§ Directions:
a) Could you copy the stretch from "Despite less media" through "registered amongst professionals." from the article on the Digital Disruption Matrix 2025, word for word?
b) Which six technologies does the article on the Digital Disruption Matrix 2025 say were assessed?
c) Can you pick up the article on the Digital Disruption Matrix 2025 after its final sentence and keep writing it?

---------- Text extract

The Digital Disruption Chair at ESSEC Business School has launched its first Digital Disruption Matrix 2025, outlining the influence of six major technologies across 11 key sectors.

Key technologies assessed

The Digital Disruption Matrix 2025 analyses generative AI, descriptive AI, quantum computing, blockchain, robotics and automation, and renewable energy and storage. These technologies have been measured for their disruption potential using a composite scoring system, drawing from the volume and trends of academic publications, patent filings, citations, and input from industry professionals.

Generative AI emerged as the most disruptive technology in the study, earning a disruption score of 89.45 out of 100. This score was nearly double that of the next most disruptive technology, descriptive AI, which scored 49.04. Renewable energy and storage followed with a score of 40.42, while quantum computing and robotics and automation achieved 32.47 and 19.63, respectively. Blockchain, although the focus of past industry speculation, received a score of 12.04, reflecting a lower real-world impact relative to expectations.

Trends and contrasts across sectors

The research indicates unprecedented growth rates for generative AI-related publications over the last five years, outpacing the increase in blockchain literature during the peak of the 2021 cryptocurrency surge.

Despite less media attention, descriptive AI—encompassing traditional machine learning, statistical analysis, and pattern recognition—remains foundational in business processes and forms the backbone of various emerging technologies.

AI's role in lowering the cost barriers to robotisation was also noted. By enabling the creation of synthetic training environments, artificial intelligence significantly reduces the operational entry costs associated with deploying robotics and automation.

Sector-specific findings include marked scepticism in the automotive sector regarding blockchain, with 22.7% of opinions recorded as negative. The luxury sector showed mixed responses to generative AI, identifying it as both highly positive and negative in its disruptive potential, but with minimal neutral perspective registered amongst professionals.

--------------------
---------- Listed records

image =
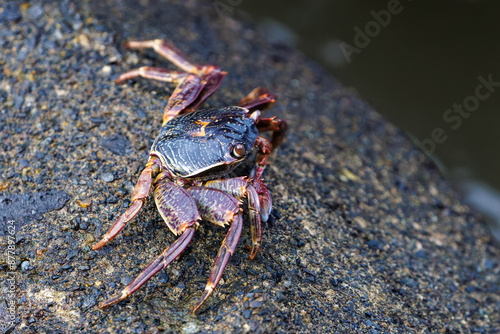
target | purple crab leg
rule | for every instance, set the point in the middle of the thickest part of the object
(276, 126)
(225, 252)
(159, 263)
(141, 191)
(214, 205)
(194, 87)
(255, 222)
(156, 73)
(259, 203)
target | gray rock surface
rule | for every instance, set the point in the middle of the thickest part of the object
(366, 235)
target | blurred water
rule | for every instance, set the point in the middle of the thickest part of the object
(432, 68)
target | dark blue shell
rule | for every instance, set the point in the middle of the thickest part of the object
(199, 143)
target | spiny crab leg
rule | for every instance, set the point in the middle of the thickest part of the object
(225, 252)
(276, 126)
(265, 149)
(161, 262)
(141, 191)
(167, 50)
(255, 221)
(194, 86)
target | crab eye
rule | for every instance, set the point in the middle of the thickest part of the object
(238, 151)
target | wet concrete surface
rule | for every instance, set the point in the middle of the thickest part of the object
(365, 236)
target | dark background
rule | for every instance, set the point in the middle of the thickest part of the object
(425, 60)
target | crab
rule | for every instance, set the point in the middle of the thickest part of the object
(190, 161)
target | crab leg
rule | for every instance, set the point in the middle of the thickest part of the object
(225, 252)
(261, 159)
(255, 222)
(159, 263)
(194, 87)
(141, 191)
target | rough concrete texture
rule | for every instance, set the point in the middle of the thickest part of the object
(366, 235)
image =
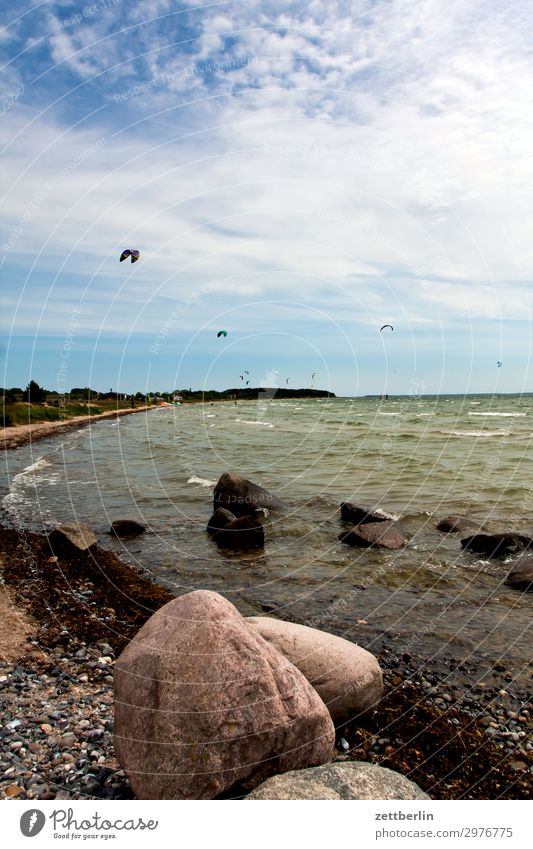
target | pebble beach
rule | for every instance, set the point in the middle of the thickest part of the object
(457, 735)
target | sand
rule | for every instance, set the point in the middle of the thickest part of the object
(13, 437)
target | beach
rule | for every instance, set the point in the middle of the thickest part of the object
(14, 437)
(74, 616)
(456, 713)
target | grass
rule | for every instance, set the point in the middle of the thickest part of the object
(21, 412)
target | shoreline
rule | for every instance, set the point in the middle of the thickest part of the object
(14, 437)
(82, 609)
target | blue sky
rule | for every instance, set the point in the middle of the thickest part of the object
(296, 173)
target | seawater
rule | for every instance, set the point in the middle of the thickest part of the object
(418, 459)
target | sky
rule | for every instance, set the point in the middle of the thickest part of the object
(298, 174)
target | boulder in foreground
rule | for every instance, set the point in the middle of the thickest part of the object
(203, 705)
(521, 575)
(243, 497)
(497, 545)
(380, 534)
(125, 528)
(346, 780)
(347, 678)
(73, 535)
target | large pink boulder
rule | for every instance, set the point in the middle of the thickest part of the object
(347, 678)
(204, 704)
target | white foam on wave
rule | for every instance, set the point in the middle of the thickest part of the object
(503, 415)
(201, 481)
(246, 421)
(392, 516)
(28, 479)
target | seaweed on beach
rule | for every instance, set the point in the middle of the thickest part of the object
(445, 752)
(91, 595)
(87, 597)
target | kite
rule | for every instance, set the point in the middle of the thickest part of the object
(134, 255)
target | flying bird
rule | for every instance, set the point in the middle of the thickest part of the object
(133, 254)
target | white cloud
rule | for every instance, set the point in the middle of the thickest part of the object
(378, 152)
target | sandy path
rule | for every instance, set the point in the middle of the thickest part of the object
(13, 437)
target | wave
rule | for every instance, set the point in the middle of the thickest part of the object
(476, 433)
(201, 481)
(28, 479)
(247, 421)
(503, 415)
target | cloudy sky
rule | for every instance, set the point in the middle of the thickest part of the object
(296, 173)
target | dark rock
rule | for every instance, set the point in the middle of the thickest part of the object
(124, 528)
(243, 497)
(220, 518)
(521, 575)
(497, 545)
(381, 534)
(72, 536)
(241, 534)
(457, 524)
(359, 516)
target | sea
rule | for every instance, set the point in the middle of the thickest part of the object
(417, 459)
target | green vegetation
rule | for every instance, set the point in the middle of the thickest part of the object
(250, 393)
(35, 404)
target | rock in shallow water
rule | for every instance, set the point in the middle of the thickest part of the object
(497, 545)
(521, 575)
(124, 528)
(243, 497)
(457, 525)
(355, 780)
(347, 678)
(204, 704)
(380, 534)
(241, 534)
(75, 535)
(359, 516)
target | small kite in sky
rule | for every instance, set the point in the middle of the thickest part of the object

--------------------

§ Per-task answers:
a)
Despite less media attention, descriptive AI—encompassing traditional machine learning, statistical analysis, and pattern recognition—remains foundational in business processes and forms the backbone of various emerging technologies.

AI's role in lowering the cost barriers to robotisation was also noted. By enabling the creation of synthetic training environments, artificial intelligence significantly reduces the operational entry costs associated with deploying robotics and automation.

Sector-specific findings include marked scepticism in the automotive sector regarding blockchain, with 22.7% of opinions recorded as negative. The luxury sector showed mixed responses to generative AI, identifying it as both highly positive and negative in its disruptive potential, but with minimal neutral perspective registered amongst professionals.

b)
- Generative AI
- Descriptive AI
- Quantum computing
- Blockchain
- Robotics and automation
- Renewable energy and storage

c)
Real estate professionals exhibited notable enthusiasm toward renewable energy, leading with 91.1% positive opinions, a figure surpassing even that of the dedicated energy sector itself.

Quantum computing remains an area of uncertainty, with 30 to 43% of professionals across various industries expressing neutral sentiment—an indication of persistent questions over how and when to prepare for its eventual impact.

Constraints and opportunities

The study identified energy storage constraints as the primary bottleneck for technological innovation, supplanting Moore's Law as the central limitation in the pace of transformation. The increasing demand for energy from emerging technologies highlights the necessity for advances in energy infrastructure as a prerequisite for rolling out digital solutions at scale.

"The objective of this annual barometer is to precisely understand the impact of each technology by sector, while ensuring comparability between them and from year to year. Our matrix offers an objective reference framework to track the evolution of technological disruptions over time," states Jan Ondrus, Professor of Information Systems and Holder of the Digital Disruption Chair at ESSEC.

Singapore's ongoing Smart Nation initiative, which involves significant investment from both the public and private sectors, provides a backdrop to the study. The Matrix is intended to guide policymakers and business leaders towards infrastructure priorities, taking into account both the promise and the challenges that come with rapid digital transformation.

Analysis beyond the hype

"A paradox revealed by our study is that despite the spectacular breakthrough of generative AI, it has not yet reached the impact of renewable technologies, and both remain far from the implementation levels of traditional AI. The analysis of volumes, trends, and impacts allows us to put into perspective the media excitement around certain technologies," emphasizes Jan Ondrus.

The Digital Disruption Matrix not only ranks these technologies for disruption potential but also dissects sector-specific attitudes and adoption patterns. The analysis draws on over 300 global publications, scientific articles, patents, and the perspectives of 1,000 professionals worldwide, as well as insights gathered from 20 hours of interviews with 15 sector experts.

"By combining the analysis of extensive scientific data, rarely studied together, with the perspectives of professionals in the field, we offer an objective mapping of technological transformations. Our ambition is to step back from trends and depolarize the debate around current tendencies by proposing a long-term reading grid centered on an essential question: what value and what real impact for each sector? This first edition lays the foundation for a tool that will be enriched annually, allowing us to track the evolution of disruptions across the economy," explains Jérémy Beaufils, Executive Director of the Digital Disruption Chair at ESSEC.

The Digital Disruption Matrix will serve as an annual benchmark for observing the evolution of technology's impact on different sectors, with an emphasis on data-backed, comparative analysis year on year.